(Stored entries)
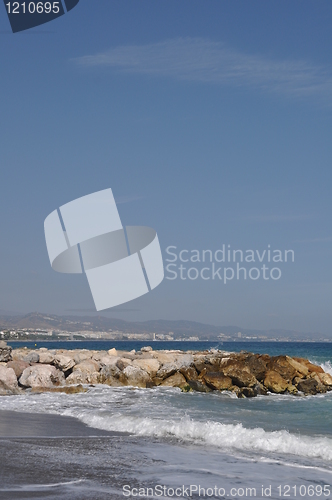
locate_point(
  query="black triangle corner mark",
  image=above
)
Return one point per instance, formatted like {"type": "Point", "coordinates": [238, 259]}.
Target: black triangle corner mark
{"type": "Point", "coordinates": [70, 4]}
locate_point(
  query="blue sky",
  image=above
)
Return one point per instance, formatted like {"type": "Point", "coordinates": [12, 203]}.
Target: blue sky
{"type": "Point", "coordinates": [210, 121]}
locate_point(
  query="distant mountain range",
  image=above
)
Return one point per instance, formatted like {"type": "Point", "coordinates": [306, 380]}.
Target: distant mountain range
{"type": "Point", "coordinates": [180, 329]}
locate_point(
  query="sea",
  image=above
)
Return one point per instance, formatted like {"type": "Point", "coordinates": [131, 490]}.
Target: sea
{"type": "Point", "coordinates": [169, 444]}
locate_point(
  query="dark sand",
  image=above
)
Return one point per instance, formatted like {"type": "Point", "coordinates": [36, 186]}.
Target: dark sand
{"type": "Point", "coordinates": [52, 457]}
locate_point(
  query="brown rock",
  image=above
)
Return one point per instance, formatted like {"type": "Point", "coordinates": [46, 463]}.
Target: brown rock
{"type": "Point", "coordinates": [248, 392]}
{"type": "Point", "coordinates": [196, 385]}
{"type": "Point", "coordinates": [5, 352]}
{"type": "Point", "coordinates": [326, 379]}
{"type": "Point", "coordinates": [240, 377]}
{"type": "Point", "coordinates": [88, 366]}
{"type": "Point", "coordinates": [72, 389]}
{"type": "Point", "coordinates": [309, 386]}
{"type": "Point", "coordinates": [167, 370]}
{"type": "Point", "coordinates": [18, 366]}
{"type": "Point", "coordinates": [46, 358]}
{"type": "Point", "coordinates": [189, 372]}
{"type": "Point", "coordinates": [80, 377]}
{"type": "Point", "coordinates": [274, 382]}
{"type": "Point", "coordinates": [110, 375]}
{"type": "Point", "coordinates": [257, 366]}
{"type": "Point", "coordinates": [218, 381]}
{"type": "Point", "coordinates": [299, 367]}
{"type": "Point", "coordinates": [281, 365]}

> [Aim]: Reproduce the full listing faithfully, but do not carry over any pictures.

> [Final result]:
locate_point(
  query="black triangle corner mark",
  image=above
)
Return one point per instance, formatted like {"type": "Point", "coordinates": [238, 259]}.
Target: black triangle corner mark
{"type": "Point", "coordinates": [70, 4]}
locate_point(
  query="blue sky",
  image=above
)
Return one point per instance, formatted like {"type": "Point", "coordinates": [12, 203]}.
Target: blue sky
{"type": "Point", "coordinates": [210, 121]}
locate_point(
  query="distant mountain range",
  image=above
)
Return one point per instance, formatted like {"type": "Point", "coordinates": [306, 380]}.
Target: distant mountain range
{"type": "Point", "coordinates": [180, 329]}
locate_point(
  query="sea",
  image=above
)
Return one point per instance, formatted like {"type": "Point", "coordinates": [131, 490]}.
Target: sea
{"type": "Point", "coordinates": [169, 444]}
locate_point(
  query="dark sand",
  image=above
)
Return one point per instance, formatted like {"type": "Point", "coordinates": [36, 186]}.
Target: dark sand
{"type": "Point", "coordinates": [52, 457]}
locate_point(
  query="brown rock",
  image=above
)
Return one point per instance, formatted like {"type": "Point", "coordinates": [46, 463]}.
Target: brown rock
{"type": "Point", "coordinates": [248, 392]}
{"type": "Point", "coordinates": [196, 385]}
{"type": "Point", "coordinates": [5, 352]}
{"type": "Point", "coordinates": [326, 379]}
{"type": "Point", "coordinates": [240, 377]}
{"type": "Point", "coordinates": [88, 366]}
{"type": "Point", "coordinates": [72, 389]}
{"type": "Point", "coordinates": [309, 386]}
{"type": "Point", "coordinates": [167, 370]}
{"type": "Point", "coordinates": [18, 366]}
{"type": "Point", "coordinates": [46, 358]}
{"type": "Point", "coordinates": [189, 372]}
{"type": "Point", "coordinates": [80, 377]}
{"type": "Point", "coordinates": [274, 382]}
{"type": "Point", "coordinates": [110, 375]}
{"type": "Point", "coordinates": [257, 366]}
{"type": "Point", "coordinates": [218, 381]}
{"type": "Point", "coordinates": [299, 367]}
{"type": "Point", "coordinates": [281, 365]}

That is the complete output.